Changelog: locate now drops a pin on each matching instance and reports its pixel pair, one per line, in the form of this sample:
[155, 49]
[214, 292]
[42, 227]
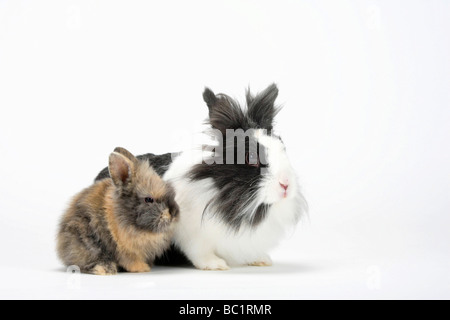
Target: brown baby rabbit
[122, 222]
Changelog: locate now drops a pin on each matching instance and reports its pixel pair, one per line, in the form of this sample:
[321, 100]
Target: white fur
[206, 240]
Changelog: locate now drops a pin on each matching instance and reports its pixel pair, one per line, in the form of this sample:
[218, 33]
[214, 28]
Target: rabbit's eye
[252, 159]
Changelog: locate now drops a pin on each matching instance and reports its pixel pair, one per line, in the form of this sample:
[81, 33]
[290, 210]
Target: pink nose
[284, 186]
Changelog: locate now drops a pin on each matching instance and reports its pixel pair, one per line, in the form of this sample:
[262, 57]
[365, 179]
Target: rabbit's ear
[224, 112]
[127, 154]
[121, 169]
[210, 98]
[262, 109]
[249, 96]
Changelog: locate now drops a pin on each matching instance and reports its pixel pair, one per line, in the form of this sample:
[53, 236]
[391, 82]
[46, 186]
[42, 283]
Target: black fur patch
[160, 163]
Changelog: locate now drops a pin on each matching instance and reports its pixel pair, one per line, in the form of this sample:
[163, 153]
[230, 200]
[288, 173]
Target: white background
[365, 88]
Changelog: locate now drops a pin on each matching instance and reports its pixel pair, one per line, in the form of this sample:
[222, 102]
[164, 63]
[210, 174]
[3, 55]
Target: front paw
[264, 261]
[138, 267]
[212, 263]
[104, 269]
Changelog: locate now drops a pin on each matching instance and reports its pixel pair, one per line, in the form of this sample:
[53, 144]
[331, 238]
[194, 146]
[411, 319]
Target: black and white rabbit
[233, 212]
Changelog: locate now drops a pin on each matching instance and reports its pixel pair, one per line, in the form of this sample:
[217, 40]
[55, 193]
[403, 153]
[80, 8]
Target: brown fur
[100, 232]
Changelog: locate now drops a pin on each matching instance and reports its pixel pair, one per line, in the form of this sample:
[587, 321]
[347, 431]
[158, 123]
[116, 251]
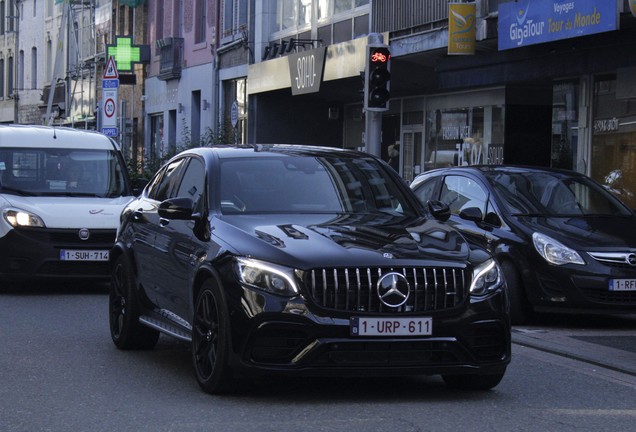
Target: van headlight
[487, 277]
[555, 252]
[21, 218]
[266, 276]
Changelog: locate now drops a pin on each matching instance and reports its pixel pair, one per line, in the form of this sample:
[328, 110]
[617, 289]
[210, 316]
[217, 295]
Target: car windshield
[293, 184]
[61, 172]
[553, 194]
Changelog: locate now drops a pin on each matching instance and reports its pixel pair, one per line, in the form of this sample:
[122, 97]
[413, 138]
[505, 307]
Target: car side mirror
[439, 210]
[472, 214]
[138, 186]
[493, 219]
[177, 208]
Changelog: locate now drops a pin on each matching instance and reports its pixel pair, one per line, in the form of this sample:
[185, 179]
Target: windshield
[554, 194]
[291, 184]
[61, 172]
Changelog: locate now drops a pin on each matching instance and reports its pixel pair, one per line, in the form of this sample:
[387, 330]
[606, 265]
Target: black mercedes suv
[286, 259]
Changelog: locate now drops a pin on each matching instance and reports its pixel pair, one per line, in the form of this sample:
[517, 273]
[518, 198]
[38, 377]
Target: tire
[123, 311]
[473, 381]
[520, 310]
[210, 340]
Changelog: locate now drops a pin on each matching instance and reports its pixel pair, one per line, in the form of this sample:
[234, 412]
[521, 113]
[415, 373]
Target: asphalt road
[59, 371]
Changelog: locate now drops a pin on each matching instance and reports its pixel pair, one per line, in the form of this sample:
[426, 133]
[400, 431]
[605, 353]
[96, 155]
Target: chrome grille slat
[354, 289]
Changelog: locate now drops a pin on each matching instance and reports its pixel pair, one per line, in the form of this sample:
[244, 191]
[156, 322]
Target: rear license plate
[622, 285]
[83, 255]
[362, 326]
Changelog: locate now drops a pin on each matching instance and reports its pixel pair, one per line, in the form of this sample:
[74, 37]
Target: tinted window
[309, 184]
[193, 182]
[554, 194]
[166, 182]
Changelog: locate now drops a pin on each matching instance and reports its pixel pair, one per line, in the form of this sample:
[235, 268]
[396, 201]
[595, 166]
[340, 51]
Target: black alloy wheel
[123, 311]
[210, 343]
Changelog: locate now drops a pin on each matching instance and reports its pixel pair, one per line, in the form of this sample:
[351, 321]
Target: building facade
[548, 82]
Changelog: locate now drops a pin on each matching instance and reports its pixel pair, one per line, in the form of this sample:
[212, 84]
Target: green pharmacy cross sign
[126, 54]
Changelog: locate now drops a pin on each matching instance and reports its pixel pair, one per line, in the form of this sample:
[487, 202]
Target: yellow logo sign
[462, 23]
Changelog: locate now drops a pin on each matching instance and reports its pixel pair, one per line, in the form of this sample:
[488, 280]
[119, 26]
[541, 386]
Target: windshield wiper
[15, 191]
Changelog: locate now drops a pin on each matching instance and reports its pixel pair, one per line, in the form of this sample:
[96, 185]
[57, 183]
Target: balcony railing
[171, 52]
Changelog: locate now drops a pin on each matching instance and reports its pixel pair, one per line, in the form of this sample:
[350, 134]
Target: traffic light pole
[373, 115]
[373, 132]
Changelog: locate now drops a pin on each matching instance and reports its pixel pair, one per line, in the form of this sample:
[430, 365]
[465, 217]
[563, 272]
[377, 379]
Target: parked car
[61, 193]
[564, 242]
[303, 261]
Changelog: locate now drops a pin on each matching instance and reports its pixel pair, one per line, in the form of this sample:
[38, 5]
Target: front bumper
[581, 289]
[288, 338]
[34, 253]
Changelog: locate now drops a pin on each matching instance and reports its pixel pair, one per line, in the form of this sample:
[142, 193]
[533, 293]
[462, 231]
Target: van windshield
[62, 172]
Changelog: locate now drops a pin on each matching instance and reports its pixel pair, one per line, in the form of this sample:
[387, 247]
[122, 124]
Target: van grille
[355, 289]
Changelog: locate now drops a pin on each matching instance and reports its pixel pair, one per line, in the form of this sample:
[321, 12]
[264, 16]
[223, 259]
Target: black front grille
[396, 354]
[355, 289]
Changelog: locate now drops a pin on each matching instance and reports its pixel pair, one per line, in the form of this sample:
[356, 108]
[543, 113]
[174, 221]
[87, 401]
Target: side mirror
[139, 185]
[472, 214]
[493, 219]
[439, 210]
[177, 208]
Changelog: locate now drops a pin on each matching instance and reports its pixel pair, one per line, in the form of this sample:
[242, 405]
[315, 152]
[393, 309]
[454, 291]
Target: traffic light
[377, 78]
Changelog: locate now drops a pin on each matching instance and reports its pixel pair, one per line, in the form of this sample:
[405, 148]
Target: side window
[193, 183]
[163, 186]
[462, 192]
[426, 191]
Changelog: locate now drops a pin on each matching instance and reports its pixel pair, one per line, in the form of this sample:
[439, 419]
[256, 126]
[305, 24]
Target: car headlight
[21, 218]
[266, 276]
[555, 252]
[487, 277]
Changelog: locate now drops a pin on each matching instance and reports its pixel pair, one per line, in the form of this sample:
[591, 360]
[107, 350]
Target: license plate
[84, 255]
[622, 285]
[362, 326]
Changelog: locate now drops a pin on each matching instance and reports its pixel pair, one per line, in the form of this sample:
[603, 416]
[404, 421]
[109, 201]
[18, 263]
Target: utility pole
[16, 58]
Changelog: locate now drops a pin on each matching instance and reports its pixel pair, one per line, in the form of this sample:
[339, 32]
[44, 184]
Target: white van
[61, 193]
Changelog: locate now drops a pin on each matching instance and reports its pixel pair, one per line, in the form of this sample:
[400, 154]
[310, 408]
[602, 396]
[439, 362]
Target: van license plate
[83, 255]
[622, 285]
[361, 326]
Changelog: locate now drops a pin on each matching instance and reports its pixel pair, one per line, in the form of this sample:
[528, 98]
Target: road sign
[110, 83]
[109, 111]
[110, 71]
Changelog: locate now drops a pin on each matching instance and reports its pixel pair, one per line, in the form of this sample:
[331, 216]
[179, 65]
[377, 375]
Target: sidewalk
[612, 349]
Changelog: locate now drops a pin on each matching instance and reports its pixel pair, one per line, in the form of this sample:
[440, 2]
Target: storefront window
==
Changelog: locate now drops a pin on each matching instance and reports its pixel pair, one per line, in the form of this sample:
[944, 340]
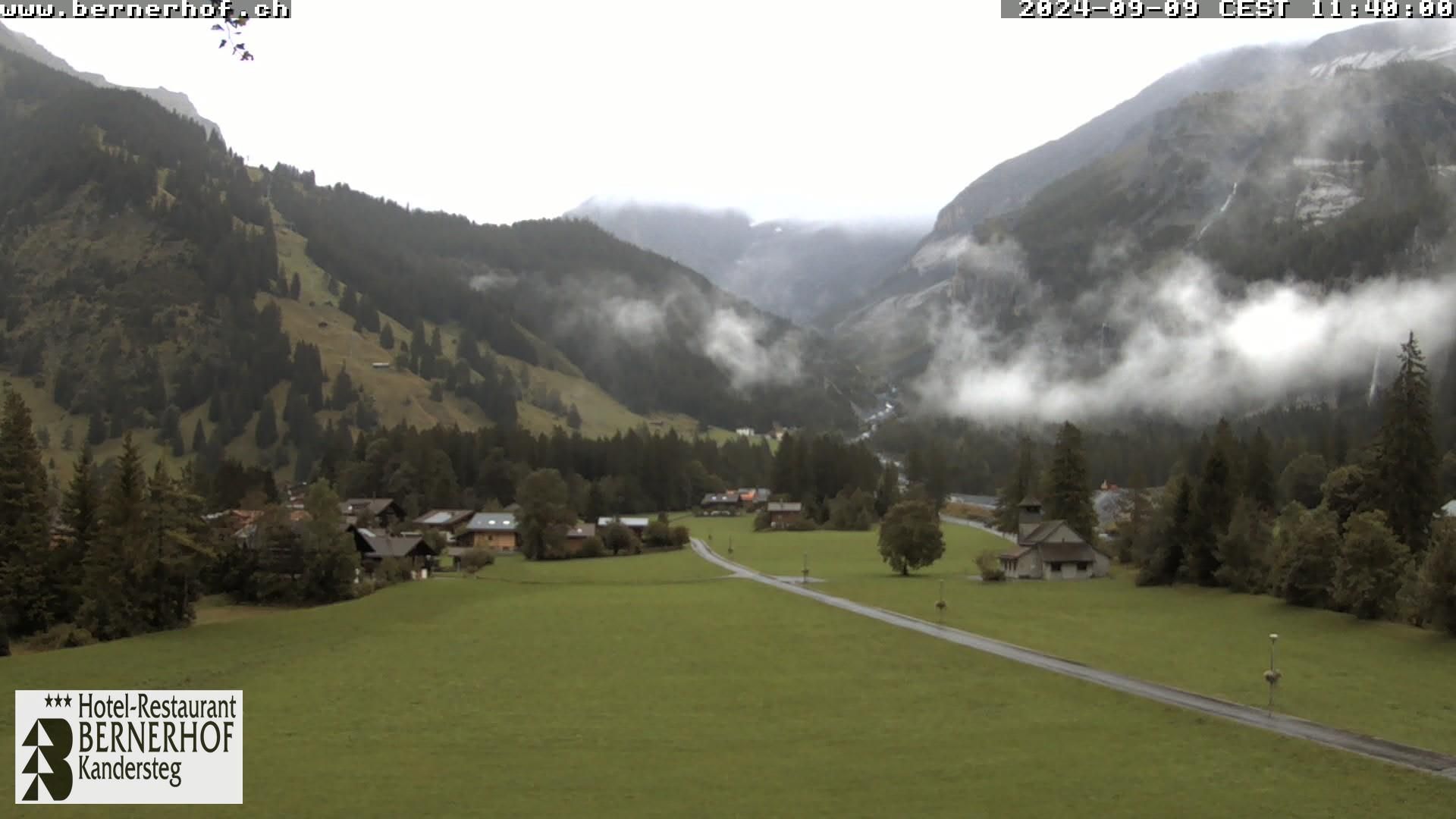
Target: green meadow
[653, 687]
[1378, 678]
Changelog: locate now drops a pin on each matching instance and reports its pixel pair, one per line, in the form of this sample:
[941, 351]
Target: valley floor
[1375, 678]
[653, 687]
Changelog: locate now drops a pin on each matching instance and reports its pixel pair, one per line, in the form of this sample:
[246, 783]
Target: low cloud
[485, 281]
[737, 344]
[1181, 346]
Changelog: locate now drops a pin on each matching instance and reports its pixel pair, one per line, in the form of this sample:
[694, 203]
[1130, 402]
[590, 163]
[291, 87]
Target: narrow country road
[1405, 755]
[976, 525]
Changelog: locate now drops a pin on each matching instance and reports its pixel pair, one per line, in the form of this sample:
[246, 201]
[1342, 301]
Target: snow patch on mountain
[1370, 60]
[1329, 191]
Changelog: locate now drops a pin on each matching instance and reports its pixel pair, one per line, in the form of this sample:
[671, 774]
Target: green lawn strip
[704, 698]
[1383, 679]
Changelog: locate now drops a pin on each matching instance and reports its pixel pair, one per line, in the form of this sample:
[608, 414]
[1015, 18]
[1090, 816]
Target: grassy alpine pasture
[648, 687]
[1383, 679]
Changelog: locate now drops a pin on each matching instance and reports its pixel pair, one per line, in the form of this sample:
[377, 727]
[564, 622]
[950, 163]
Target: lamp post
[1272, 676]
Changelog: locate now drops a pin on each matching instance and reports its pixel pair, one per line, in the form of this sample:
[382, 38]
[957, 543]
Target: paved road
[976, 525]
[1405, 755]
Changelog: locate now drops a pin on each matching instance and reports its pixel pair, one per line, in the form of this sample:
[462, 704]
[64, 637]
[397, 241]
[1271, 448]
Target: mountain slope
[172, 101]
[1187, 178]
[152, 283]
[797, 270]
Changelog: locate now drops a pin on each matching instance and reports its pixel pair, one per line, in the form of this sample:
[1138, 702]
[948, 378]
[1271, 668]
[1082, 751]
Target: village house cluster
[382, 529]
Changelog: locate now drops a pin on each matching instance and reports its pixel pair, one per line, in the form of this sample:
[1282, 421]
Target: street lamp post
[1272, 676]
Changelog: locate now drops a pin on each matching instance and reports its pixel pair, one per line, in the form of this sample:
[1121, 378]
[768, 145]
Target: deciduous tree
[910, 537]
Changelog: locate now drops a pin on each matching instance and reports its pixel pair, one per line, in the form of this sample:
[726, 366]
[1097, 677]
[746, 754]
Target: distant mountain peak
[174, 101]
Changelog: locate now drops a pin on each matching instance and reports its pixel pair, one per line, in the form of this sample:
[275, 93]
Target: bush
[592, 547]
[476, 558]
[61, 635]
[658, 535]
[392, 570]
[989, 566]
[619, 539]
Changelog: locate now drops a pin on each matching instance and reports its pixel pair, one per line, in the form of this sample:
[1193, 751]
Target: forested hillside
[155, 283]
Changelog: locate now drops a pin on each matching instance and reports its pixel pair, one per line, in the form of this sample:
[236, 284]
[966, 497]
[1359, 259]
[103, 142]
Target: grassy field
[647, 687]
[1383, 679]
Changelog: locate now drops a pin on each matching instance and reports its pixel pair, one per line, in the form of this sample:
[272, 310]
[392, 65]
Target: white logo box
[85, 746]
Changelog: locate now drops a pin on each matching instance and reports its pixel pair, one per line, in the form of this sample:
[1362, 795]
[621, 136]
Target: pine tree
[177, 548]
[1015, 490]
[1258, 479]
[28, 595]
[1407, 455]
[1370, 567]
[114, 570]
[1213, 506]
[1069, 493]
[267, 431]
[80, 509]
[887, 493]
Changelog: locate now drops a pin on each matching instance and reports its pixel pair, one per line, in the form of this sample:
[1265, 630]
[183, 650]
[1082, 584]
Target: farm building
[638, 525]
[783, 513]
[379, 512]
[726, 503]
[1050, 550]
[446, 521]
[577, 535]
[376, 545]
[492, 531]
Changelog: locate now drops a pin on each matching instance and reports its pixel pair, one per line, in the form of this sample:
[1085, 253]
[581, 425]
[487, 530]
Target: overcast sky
--
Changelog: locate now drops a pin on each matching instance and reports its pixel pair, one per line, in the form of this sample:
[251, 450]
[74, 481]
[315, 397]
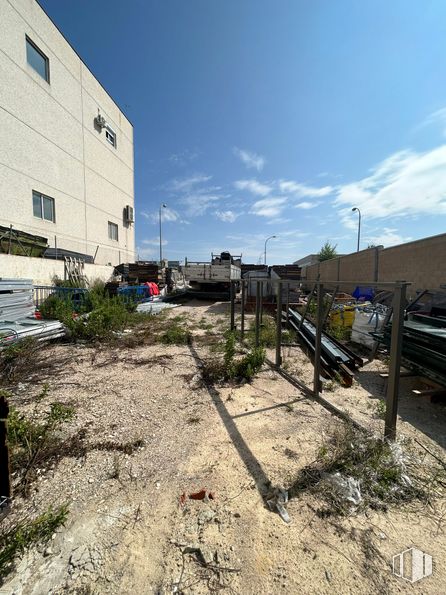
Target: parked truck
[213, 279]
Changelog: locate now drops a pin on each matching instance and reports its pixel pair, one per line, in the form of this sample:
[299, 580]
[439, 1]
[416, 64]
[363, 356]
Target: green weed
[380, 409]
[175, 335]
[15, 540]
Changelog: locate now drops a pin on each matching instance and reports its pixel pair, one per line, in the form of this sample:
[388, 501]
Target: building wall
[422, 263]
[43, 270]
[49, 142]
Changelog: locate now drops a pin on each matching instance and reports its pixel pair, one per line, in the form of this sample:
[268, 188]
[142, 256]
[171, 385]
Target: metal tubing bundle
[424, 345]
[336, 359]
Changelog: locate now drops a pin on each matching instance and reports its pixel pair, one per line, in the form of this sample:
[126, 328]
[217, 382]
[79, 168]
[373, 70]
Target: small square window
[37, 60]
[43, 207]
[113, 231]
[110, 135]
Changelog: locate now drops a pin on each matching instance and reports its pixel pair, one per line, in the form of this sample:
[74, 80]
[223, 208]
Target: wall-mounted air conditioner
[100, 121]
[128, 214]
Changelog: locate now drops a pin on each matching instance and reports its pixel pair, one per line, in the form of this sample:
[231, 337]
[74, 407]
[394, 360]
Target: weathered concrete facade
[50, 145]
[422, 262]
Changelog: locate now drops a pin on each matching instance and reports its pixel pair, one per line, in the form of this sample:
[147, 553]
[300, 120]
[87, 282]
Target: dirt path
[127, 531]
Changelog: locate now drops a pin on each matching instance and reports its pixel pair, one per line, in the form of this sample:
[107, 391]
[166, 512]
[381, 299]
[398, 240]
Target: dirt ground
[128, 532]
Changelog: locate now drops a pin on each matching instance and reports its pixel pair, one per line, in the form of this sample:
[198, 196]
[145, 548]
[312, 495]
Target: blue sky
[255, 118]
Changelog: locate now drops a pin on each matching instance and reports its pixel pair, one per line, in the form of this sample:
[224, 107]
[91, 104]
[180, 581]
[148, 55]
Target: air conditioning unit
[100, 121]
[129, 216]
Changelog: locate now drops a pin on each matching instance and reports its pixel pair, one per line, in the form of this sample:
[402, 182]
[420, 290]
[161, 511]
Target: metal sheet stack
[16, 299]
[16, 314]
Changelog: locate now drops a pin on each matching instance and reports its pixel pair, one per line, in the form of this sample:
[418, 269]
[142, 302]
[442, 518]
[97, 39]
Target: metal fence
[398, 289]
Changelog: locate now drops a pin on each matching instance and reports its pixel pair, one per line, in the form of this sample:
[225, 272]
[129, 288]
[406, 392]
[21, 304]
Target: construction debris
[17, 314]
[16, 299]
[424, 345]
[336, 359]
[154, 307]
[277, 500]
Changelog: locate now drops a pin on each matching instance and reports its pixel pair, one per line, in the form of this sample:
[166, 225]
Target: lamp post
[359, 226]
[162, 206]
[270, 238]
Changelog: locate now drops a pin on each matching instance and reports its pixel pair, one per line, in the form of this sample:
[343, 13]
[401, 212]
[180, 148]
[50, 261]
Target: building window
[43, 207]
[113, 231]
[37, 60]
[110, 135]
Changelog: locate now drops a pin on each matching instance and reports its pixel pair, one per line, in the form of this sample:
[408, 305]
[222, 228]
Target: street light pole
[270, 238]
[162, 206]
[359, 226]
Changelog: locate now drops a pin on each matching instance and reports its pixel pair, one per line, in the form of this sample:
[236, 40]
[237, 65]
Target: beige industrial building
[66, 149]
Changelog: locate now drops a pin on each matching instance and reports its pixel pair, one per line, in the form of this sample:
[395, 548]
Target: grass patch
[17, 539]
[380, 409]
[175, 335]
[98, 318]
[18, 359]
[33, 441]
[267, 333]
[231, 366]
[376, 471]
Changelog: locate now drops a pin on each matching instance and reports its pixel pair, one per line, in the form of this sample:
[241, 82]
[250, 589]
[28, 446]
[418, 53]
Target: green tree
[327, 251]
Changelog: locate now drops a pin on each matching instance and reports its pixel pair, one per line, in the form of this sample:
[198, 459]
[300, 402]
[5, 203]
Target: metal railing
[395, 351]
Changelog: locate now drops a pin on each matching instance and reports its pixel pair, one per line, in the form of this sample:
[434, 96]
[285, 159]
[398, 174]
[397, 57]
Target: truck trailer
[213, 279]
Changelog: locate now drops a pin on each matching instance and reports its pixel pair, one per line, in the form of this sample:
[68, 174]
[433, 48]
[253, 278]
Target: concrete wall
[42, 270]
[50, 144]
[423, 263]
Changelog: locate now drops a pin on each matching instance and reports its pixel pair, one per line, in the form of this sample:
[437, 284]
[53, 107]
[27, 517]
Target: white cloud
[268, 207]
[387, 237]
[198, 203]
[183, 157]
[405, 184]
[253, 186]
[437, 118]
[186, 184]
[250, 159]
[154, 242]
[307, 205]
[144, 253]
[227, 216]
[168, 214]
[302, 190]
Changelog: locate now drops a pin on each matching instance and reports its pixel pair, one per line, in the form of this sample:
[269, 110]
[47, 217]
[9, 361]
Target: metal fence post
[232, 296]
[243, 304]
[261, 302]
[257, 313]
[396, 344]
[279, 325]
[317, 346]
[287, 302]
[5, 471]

*Aim of the task:* Gather each line from the rows above that contains the word "mirror". Case matters.

*Reply:*
Target: car side mirror
Target: side mirror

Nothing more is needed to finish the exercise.